PROBLEM A:
Echo the records from the line containing "The response MUST carry one point per instance of the blue" through the end of the records.

QUOTED TEXT:
★ ★ ★ ★ ★ ★ ★

But let me remind you of this: you are currently losing 35% of your customers as they go through your online purchase process. 35%!
Perhaps it’s worth making a leap to retain those 35%, because I would imagine that equals a fair amount of revenue you would rather have your hands on. So it’s an issue worth considering in your approach to marketing.
It’s also worth noting its standard for many retailers to embed elements of the supply chain into a product’s cost, but often the logistical piece is not included. Why, I wonder, and isn’t this an opportunity?
If you’re not sure, you could trial the approaches outlined above, possibly for specific product lines to start with, trying different mixes and matches, and analyse what works best. Then you can apply your learnings to devise offers more likely to match the needs and wants of your customers.
Delivery partners: transparency is key
Clearly, when delivering to consumers, you need to have a logistics partner that can make good on your promises. And, equally clearly, both the retailer and the logistics partner are looking for a reasonable return on their investments.
What this means to the retailer is transparency between the two parties is critical. Where are the profits or potential losses for both coming from? What is the best way the retailer and logistics company can address the opportunities and challenges – together?
The two are symbiotic. Both will have their expertise, their capabilities and their insights. Working together – transparently, cooperatively – is imperative. If your logistics partner is not willing to ‘fess up to how they work, both financially and operationally, then perhaps you might reconsider the value that relationship really offers you.

★ ★ ★ ★ ★ ★ ★

[Saved entries]
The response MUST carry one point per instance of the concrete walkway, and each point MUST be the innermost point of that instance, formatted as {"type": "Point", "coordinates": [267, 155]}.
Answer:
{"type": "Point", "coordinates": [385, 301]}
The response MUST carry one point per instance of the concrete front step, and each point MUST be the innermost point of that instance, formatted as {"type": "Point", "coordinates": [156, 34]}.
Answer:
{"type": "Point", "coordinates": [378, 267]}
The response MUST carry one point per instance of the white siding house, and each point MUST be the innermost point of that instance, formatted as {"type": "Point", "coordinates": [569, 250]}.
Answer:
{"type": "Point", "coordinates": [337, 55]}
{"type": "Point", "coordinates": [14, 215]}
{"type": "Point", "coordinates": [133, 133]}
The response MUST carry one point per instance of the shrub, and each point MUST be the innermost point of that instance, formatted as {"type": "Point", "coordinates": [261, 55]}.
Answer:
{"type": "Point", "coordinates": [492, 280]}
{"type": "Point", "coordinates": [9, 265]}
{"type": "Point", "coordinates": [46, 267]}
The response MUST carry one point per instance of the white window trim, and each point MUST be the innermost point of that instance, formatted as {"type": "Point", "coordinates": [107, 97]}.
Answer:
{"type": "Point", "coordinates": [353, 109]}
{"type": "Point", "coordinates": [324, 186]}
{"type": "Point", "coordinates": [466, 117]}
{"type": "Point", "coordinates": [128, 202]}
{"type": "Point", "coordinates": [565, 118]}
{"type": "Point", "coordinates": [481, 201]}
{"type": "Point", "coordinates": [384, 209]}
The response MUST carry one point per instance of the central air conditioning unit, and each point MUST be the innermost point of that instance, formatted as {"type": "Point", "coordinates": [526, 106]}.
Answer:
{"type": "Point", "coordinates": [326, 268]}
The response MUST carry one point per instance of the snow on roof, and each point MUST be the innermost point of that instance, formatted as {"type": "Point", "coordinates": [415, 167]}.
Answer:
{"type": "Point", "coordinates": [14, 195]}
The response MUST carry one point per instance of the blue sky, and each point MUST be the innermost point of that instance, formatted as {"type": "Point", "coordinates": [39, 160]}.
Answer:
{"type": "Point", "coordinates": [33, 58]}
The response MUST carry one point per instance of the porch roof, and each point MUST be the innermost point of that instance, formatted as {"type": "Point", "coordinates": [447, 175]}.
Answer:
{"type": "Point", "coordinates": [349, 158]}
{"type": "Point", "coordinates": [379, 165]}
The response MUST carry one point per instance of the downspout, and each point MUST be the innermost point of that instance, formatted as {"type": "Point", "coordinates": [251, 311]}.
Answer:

★ ★ ★ ★ ★ ★ ★

PROBLEM B:
Give the stretch of the article on delivery logistics from "The two are" through "really offers you." again, switching "relationship" to "partnership".

SOLUTION A:
The response MUST carry one point per instance of the blue sky, and each point MUST be the innermost point of that instance, formatted as {"type": "Point", "coordinates": [39, 160]}.
Answer:
{"type": "Point", "coordinates": [33, 58]}
The response MUST carry one point per instance of the porch roof, and each point MUST be the innermost point of that instance, formatted as {"type": "Point", "coordinates": [447, 175]}.
Answer:
{"type": "Point", "coordinates": [349, 158]}
{"type": "Point", "coordinates": [379, 165]}
The response MUST carry one point per instance of the downspout, and each point MUST be the innermost point of that instance, formatted as {"type": "Point", "coordinates": [251, 311]}.
Answer:

SOLUTION B:
The two are symbiotic. Both will have their expertise, their capabilities and their insights. Working together – transparently, cooperatively – is imperative. If your logistics partner is not willing to ‘fess up to how they work, both financially and operationally, then perhaps you might reconsider the value that partnership really offers you.